■ Saved entries
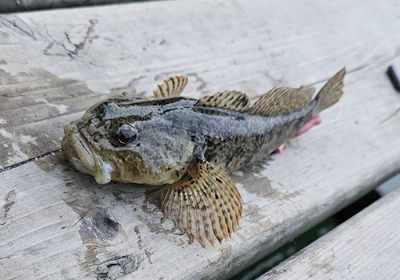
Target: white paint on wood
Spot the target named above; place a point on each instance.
(74, 59)
(59, 224)
(364, 247)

■ TASK
From the first line to the last, retype the data above exactly, but not its images.

■ RESPONSE AREA
Target: white paint on wood
Spot the target named above; place a point on each instance.
(74, 59)
(59, 224)
(364, 247)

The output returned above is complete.